### [Çözülecek Görevler]
1) Tekne evlerle ilgili metinde "Tekne evlerde iyot" ile başlayıp "bir hayli popülerdir." ile biten kısmı harfi harfine yazın.
2) Tekne evlerle ilgili metne göre tekne evler genellikle nerelerde kullanılır?

### [Sayfa Alıntısı]
Son yıllarda tatille hayatı birleştiren bir akım var: Su üstünde yaşamı mümkün kılan yüzen evler ve karavanlar…
Yaz ayları, birçok kişi için deniz kenarına ya da doğayla iç içe bir hayata geçiş ve rahatlama anlamına geliyor. Ancak son yıllarda bu “kaçış” artık sadece sahil kasabalarında yazlık kiralamaktan ibaret değil. Yeni bir akım giderek çok daha fazla insanı cezbediyor ki bunlar da tekne evler ve yüzen karavanlar! Bu yaşam tarzı, minimalizm, özgürlük ve doğayla uyumu bir araya getirirken, aynı zamanda “ev” kavramını da kökten değiştiriyor.
Tekne evlerde iyot kokusuyla uyanmak
Tekne evler ya da diğer adıyla “houseboat”lar genellikle göllerde, nehirlerde veya deniz kıyısında kullanılan, yaşam alanı olarak tasarlanmış tekneler. Özellikle de İskandinav ülkelerinde, Amsterdam gibi su şehirlerinde ve ABD’nin denizle, okyanusla iç içe eyaletlerinde bir hayli popülerdir.

### [Veri Kesiti]
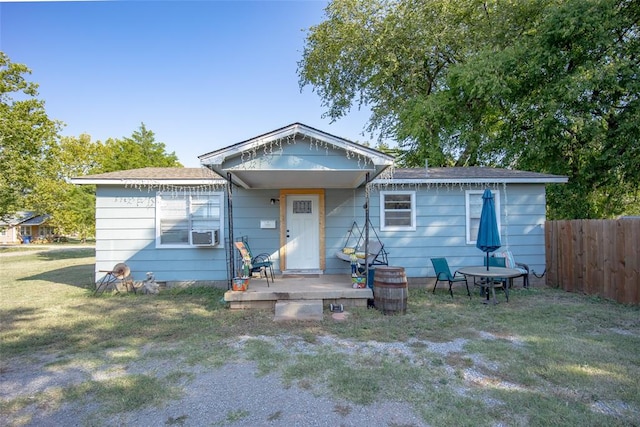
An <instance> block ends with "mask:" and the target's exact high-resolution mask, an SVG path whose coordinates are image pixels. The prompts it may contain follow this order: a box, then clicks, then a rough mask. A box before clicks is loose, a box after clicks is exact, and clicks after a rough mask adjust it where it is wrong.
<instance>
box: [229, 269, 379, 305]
mask: <svg viewBox="0 0 640 427" xmlns="http://www.w3.org/2000/svg"><path fill="white" fill-rule="evenodd" d="M224 299H225V301H227V302H228V303H229V308H230V309H263V310H272V311H275V307H276V303H278V302H286V301H305V300H307V301H312V300H316V301H317V300H321V301H322V306H323V308H325V309H326V308H328V307H329V306H330V304H334V305H339V304H342V305H343V306H344V307H366V306H367V301H368V300H370V299H373V291H372V290H371V289H370V288H368V287H366V288H363V289H354V288H353V287H352V283H351V277H350V276H349V275H347V274H344V275H322V274H314V275H280V276H276V278H275V280H274V281H273V282H271V281H270V283H269V286H267V281H266V279H264V278H258V277H255V278H252V279H251V280H250V281H249V288H248V289H247V290H246V291H232V290H230V291H227V292H226V293H225V294H224Z"/></svg>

### [Verilen Yanıtlar]
1)
Tekne evlerde iyot kokusuyla uyanmak
Tekne evler ya da diğer adıyla “houseboat”lar genellikle göllerde, nehirlerde veya deniz kıyısında kullanılan, yaşam alanı olarak tasarlanmış tekneler. Özellikle de İskandinav ülkelerinde, Amsterdam gibi su şehirlerinde ve ABD’nin denizle, okyanusla iç içe eyaletlerinde bir hayli popülerdir.

2) Genellikle göllerde, nehirlerde veya deniz kıyısında kullanılır.